- _EXERCISE INPUT_
▶

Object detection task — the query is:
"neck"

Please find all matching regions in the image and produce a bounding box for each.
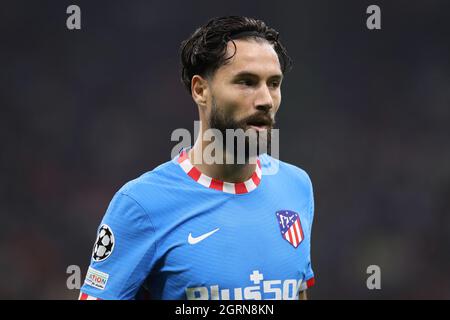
[188,135,257,183]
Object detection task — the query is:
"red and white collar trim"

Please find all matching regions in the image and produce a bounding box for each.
[177,150,262,194]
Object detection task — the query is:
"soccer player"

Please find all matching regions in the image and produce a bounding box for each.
[79,16,315,300]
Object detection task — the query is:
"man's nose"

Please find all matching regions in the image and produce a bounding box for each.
[254,84,273,113]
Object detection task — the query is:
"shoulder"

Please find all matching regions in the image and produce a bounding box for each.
[260,154,313,191]
[118,158,180,198]
[104,156,190,219]
[99,158,182,228]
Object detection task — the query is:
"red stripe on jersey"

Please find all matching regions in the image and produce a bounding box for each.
[79,292,101,300]
[209,178,224,191]
[234,182,248,194]
[306,277,315,288]
[187,167,201,181]
[177,149,262,194]
[287,228,294,246]
[251,172,261,186]
[80,293,88,300]
[291,224,299,246]
[178,150,188,163]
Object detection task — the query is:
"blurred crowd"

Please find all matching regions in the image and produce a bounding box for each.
[1,0,449,299]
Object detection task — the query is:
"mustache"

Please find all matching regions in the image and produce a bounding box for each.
[241,113,275,128]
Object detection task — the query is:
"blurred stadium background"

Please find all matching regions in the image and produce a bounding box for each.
[1,0,449,299]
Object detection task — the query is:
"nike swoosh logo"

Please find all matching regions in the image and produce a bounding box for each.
[188,228,220,245]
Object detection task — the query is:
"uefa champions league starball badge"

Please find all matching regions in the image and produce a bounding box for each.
[92,224,115,262]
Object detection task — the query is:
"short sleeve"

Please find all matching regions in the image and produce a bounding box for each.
[80,192,157,300]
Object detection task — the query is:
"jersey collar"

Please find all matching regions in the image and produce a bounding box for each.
[177,149,262,194]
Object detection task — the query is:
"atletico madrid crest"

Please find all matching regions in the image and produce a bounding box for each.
[276,210,304,248]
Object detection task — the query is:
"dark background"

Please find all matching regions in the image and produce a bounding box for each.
[1,0,449,299]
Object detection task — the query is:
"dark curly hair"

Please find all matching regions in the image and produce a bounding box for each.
[180,16,292,94]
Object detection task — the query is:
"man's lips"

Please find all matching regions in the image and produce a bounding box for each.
[246,118,273,131]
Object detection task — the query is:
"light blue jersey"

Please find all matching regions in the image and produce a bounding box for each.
[80,150,315,300]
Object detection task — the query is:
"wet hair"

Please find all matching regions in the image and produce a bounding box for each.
[180,16,292,94]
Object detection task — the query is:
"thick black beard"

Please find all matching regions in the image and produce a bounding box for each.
[208,98,272,162]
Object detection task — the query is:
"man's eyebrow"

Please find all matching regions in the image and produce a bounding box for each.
[232,71,283,80]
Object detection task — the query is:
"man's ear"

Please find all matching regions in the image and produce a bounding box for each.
[191,75,209,107]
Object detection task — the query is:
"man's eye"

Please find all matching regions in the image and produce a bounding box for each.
[270,81,280,88]
[237,79,253,86]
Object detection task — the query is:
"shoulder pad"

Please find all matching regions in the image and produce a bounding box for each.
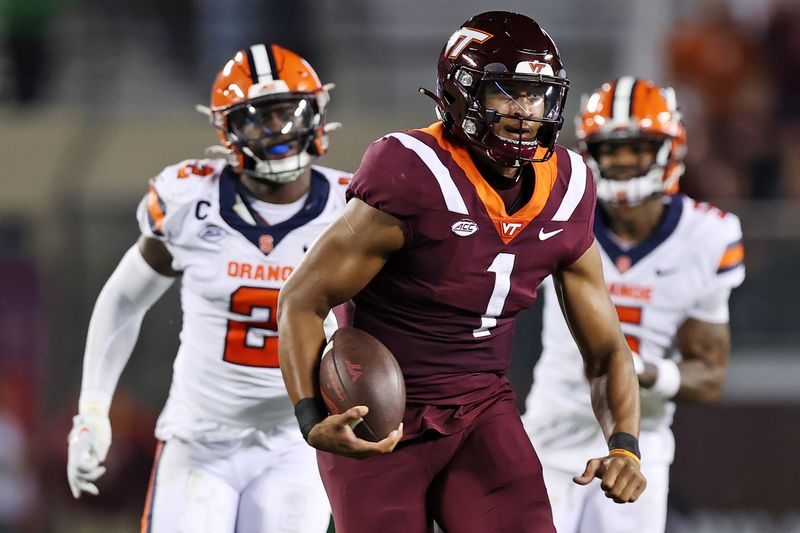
[150,159,226,205]
[312,165,353,199]
[137,158,225,240]
[347,133,436,219]
[684,197,744,280]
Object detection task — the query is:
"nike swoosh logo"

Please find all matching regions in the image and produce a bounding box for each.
[539,228,564,240]
[656,268,679,276]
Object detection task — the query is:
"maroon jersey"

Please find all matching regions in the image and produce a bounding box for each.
[346,122,595,405]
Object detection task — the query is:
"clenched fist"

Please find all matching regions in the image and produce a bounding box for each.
[573,453,647,503]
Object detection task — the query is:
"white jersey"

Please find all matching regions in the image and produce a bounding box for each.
[524,194,745,467]
[136,159,351,441]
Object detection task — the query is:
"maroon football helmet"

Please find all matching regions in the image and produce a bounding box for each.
[424,11,569,166]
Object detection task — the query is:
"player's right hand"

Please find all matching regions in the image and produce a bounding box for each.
[307,405,403,460]
[67,413,112,498]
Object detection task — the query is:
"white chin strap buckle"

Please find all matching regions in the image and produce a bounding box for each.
[242,148,312,184]
[250,165,303,184]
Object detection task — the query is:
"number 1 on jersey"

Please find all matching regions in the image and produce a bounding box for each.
[473,252,516,338]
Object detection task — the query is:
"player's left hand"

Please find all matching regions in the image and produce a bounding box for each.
[573,453,647,503]
[67,413,112,498]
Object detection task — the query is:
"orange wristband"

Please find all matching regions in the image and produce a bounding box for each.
[609,448,641,465]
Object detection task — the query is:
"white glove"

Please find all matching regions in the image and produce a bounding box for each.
[67,411,112,498]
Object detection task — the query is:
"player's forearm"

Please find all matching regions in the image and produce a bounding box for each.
[670,320,730,404]
[638,321,729,404]
[277,290,330,405]
[81,301,143,410]
[80,246,174,411]
[588,347,641,440]
[673,359,725,403]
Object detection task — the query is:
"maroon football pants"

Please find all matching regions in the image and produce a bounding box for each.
[317,396,555,533]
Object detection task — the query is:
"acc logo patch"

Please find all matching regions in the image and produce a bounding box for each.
[198,224,226,242]
[451,219,479,237]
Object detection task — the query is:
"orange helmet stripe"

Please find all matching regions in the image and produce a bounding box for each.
[599,79,616,120]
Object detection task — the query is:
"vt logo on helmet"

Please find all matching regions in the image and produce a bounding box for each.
[202,44,338,184]
[576,77,688,205]
[422,11,570,166]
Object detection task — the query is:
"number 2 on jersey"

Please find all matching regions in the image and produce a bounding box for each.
[473,253,516,338]
[223,287,280,367]
[615,304,643,353]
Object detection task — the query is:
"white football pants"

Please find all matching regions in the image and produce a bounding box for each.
[140,422,330,533]
[542,459,668,533]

◀

- _PROBLEM REQUIREMENTS_
Show all lines above that contain "jersey".

- _RESPONSE BELOW_
"red stripe on jersey"
"jersey collar"
"light blue jersey"
"maroon jersey"
"white jersey"
"number 1 on jersey"
"number 2 on jersey"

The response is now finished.